Dataset items:
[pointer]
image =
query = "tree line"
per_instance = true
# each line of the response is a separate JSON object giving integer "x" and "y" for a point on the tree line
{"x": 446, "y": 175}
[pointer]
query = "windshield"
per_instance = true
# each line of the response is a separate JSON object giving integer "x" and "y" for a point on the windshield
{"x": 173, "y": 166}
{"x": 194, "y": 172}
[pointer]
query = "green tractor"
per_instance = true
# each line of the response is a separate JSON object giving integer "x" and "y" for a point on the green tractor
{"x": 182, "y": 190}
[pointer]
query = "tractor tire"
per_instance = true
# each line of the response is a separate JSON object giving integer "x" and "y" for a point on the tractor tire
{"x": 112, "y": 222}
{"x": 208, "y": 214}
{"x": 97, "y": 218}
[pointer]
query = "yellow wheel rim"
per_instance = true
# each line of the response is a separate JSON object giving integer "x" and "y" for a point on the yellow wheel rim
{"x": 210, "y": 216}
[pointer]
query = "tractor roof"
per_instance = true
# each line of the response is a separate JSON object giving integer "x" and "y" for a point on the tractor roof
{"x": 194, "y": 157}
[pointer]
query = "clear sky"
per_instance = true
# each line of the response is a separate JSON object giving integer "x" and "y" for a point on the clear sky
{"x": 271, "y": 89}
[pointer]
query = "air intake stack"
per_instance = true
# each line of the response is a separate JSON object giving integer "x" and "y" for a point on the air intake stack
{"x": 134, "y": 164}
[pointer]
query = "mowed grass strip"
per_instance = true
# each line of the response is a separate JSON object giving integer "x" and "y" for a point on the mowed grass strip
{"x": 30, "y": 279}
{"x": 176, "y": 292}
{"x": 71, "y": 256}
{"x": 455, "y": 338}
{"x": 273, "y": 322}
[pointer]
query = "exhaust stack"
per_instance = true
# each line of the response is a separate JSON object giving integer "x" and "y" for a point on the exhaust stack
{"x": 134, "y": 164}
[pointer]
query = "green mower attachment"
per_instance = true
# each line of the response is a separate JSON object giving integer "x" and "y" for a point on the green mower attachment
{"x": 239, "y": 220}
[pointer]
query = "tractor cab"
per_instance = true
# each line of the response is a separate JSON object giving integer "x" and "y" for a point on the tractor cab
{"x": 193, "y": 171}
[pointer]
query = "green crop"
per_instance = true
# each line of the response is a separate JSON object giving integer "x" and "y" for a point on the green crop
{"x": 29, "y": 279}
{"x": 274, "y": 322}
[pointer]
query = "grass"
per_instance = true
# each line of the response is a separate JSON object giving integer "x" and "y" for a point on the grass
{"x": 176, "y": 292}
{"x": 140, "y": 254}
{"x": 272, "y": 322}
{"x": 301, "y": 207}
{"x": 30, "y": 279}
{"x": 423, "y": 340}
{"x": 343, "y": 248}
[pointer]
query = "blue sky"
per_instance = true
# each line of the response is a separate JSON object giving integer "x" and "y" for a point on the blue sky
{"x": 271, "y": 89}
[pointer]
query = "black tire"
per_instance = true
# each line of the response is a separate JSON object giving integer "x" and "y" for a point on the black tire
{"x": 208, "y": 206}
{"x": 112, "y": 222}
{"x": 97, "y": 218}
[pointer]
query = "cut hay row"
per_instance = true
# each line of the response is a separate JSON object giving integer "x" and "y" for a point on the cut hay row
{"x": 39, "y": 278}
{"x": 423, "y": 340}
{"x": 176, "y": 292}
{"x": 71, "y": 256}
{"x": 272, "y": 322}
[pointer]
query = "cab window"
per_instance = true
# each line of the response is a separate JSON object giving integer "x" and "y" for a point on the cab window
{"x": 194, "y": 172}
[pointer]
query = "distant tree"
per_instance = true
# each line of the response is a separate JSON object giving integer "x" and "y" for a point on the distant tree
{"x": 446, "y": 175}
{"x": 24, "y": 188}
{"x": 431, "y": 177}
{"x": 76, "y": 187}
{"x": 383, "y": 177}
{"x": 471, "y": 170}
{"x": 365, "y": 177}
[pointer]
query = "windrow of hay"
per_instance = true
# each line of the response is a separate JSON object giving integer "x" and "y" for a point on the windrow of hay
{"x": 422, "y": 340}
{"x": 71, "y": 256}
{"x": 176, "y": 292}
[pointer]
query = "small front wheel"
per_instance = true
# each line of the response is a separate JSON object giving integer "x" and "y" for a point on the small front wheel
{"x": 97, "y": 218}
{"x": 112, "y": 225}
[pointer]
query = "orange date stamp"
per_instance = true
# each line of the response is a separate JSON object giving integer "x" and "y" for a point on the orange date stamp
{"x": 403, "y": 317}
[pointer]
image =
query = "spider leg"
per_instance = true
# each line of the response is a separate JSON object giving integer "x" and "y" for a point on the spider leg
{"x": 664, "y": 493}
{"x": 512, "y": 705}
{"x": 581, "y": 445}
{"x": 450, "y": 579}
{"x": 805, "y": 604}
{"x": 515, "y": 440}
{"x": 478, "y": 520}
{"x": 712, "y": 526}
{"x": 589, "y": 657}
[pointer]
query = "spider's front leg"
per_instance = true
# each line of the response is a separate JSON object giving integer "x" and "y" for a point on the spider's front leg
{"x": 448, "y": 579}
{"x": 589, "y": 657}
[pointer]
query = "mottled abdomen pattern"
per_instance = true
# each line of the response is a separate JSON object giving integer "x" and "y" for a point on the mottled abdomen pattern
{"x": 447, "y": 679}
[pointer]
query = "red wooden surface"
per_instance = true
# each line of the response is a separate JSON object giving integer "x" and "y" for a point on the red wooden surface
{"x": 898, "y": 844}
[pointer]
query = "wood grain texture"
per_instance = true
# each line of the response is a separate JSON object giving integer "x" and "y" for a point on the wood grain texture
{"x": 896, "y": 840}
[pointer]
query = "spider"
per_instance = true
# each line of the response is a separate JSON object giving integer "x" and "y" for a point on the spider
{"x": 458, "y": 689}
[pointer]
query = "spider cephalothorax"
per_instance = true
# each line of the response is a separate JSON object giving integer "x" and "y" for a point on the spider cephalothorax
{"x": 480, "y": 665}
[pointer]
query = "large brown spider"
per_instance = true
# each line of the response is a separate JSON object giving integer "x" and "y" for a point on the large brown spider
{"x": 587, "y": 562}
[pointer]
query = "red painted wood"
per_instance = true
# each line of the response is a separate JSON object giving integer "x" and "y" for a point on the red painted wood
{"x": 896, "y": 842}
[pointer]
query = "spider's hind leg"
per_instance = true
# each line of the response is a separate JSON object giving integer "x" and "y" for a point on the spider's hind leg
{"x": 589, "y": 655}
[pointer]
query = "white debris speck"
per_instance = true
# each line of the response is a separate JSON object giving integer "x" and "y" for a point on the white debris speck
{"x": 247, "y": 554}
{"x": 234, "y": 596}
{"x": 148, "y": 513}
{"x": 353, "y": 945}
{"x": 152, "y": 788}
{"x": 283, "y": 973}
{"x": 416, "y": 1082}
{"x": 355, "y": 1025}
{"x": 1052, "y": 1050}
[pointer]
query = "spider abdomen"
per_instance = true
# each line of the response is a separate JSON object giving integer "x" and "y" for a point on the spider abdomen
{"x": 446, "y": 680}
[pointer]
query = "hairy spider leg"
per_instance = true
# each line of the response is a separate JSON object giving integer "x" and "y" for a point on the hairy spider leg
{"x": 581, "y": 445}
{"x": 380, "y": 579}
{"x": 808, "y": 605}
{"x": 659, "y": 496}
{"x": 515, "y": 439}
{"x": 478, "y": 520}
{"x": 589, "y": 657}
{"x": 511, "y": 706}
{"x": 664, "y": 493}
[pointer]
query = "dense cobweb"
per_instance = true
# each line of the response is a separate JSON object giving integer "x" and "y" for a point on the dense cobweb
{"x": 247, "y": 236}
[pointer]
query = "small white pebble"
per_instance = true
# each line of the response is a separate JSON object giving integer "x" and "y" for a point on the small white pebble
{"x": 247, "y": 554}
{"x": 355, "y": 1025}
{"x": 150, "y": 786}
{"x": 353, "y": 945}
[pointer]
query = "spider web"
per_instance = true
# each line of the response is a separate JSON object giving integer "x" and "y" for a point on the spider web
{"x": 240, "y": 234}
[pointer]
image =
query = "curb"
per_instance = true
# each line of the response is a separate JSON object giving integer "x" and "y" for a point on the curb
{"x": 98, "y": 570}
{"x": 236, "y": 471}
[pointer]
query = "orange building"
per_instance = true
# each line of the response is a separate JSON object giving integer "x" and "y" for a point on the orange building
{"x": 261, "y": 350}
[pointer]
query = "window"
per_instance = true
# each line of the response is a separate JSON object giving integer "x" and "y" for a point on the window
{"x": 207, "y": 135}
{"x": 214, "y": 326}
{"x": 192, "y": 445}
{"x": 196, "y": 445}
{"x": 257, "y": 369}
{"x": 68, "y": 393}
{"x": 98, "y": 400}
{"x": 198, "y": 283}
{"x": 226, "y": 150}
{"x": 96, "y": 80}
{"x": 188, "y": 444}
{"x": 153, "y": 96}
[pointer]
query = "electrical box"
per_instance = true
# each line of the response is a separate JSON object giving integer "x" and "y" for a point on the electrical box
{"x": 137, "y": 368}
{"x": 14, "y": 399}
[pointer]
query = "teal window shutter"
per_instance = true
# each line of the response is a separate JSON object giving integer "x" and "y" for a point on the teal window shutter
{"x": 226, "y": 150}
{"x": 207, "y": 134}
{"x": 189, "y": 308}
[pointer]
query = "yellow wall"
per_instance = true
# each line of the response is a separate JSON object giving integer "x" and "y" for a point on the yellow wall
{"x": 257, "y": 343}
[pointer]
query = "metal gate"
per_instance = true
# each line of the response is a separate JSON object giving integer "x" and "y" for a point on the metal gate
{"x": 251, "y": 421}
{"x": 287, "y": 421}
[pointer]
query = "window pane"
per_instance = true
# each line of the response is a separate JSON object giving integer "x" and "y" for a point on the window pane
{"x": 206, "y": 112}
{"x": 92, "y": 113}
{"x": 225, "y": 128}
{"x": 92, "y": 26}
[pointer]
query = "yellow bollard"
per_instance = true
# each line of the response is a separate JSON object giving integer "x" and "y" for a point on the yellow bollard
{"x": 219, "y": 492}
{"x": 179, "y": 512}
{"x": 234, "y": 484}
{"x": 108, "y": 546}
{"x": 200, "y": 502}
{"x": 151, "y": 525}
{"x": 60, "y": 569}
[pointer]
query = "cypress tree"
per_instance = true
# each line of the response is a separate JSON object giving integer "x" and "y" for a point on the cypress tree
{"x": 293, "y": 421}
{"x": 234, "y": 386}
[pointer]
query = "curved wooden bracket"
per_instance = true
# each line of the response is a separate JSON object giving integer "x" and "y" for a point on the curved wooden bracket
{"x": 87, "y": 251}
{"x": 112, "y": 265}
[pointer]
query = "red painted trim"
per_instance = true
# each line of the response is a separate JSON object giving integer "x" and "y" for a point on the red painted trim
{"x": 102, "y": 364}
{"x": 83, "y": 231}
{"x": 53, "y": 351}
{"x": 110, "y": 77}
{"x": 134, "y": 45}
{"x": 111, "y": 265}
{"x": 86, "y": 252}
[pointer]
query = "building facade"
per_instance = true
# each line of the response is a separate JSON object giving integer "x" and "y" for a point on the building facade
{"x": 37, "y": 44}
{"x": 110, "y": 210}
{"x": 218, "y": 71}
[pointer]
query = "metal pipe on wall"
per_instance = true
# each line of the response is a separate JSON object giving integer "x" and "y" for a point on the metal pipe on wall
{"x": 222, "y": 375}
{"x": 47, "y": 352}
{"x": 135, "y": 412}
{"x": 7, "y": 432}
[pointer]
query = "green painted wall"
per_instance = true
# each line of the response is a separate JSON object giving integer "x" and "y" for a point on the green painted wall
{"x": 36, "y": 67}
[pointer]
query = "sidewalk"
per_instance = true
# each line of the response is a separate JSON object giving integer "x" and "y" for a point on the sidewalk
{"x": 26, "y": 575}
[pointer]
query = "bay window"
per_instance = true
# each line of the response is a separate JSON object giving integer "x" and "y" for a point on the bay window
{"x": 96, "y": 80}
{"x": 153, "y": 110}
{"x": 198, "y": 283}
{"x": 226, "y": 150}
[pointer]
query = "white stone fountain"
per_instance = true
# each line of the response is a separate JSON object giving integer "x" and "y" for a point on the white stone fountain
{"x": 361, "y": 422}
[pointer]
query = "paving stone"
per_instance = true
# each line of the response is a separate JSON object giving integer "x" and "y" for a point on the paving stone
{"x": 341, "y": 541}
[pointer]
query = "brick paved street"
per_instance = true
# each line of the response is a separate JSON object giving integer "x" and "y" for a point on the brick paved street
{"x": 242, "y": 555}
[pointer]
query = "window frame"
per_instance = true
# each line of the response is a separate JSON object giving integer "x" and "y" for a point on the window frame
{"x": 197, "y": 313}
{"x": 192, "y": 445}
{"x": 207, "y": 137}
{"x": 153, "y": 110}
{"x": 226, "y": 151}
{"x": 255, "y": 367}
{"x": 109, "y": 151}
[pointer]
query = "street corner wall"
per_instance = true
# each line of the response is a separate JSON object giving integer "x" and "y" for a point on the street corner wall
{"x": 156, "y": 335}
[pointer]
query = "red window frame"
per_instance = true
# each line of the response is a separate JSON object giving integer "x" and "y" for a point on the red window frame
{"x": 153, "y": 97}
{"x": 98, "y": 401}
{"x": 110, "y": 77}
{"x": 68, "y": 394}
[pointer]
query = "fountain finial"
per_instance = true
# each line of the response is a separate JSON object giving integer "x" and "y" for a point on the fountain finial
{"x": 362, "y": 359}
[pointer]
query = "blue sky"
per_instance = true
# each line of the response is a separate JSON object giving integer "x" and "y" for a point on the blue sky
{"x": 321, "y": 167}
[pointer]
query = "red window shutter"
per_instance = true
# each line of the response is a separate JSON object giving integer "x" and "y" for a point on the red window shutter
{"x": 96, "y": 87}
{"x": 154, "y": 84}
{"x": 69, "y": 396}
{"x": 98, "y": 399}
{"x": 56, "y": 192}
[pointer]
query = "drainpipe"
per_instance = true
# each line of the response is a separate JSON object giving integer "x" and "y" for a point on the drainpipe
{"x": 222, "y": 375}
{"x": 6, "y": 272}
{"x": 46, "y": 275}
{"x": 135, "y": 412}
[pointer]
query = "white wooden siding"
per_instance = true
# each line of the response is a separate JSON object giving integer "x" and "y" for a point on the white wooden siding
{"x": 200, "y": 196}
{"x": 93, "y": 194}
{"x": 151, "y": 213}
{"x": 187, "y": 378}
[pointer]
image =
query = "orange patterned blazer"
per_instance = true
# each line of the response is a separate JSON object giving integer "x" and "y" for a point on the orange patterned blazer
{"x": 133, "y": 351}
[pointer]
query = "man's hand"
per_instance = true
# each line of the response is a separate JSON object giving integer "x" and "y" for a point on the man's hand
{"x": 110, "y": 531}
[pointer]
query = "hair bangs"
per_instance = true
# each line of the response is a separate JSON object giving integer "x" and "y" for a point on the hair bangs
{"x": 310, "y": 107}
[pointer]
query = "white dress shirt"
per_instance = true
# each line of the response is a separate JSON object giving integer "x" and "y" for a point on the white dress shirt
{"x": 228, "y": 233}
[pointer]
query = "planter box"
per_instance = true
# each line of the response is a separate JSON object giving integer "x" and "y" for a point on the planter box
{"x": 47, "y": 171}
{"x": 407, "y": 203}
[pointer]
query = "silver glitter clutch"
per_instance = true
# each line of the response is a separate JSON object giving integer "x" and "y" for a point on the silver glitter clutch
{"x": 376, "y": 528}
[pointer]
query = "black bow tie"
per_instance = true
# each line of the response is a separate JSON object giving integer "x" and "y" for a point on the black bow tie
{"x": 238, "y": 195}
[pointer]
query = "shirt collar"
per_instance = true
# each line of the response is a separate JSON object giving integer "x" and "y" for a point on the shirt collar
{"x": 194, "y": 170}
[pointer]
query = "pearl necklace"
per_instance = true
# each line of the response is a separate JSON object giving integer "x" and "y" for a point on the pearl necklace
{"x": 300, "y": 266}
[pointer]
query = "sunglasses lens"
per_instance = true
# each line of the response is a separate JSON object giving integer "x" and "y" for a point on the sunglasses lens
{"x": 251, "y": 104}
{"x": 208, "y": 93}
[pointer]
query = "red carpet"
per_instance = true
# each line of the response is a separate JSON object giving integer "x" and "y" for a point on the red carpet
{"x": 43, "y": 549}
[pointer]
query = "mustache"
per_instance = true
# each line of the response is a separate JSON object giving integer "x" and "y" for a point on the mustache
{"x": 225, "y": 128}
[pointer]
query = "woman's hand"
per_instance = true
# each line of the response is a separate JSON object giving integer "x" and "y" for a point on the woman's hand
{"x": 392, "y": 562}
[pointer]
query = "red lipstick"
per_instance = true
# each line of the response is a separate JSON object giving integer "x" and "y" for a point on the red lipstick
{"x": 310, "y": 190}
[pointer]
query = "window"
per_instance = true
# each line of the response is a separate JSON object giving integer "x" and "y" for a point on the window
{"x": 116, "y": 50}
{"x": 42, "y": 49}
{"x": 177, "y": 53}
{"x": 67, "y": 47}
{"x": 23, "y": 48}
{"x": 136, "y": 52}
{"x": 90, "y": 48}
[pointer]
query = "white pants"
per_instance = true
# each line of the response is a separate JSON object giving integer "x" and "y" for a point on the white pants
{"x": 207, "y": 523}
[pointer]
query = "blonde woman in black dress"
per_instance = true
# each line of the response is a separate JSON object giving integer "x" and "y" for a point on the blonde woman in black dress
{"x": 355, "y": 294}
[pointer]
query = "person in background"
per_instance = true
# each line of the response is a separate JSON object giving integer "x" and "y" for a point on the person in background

:: Goal ::
Please show every line of the material above that contains the string "frame".

:: The solution ::
query = "window frame"
# each line of the response is a separate JSON object giving integer "x" and "y" for a point on the window frame
query = "red window frame"
# each line of the response is a separate JSON object giving integer "x" and "y" for a point on the red window frame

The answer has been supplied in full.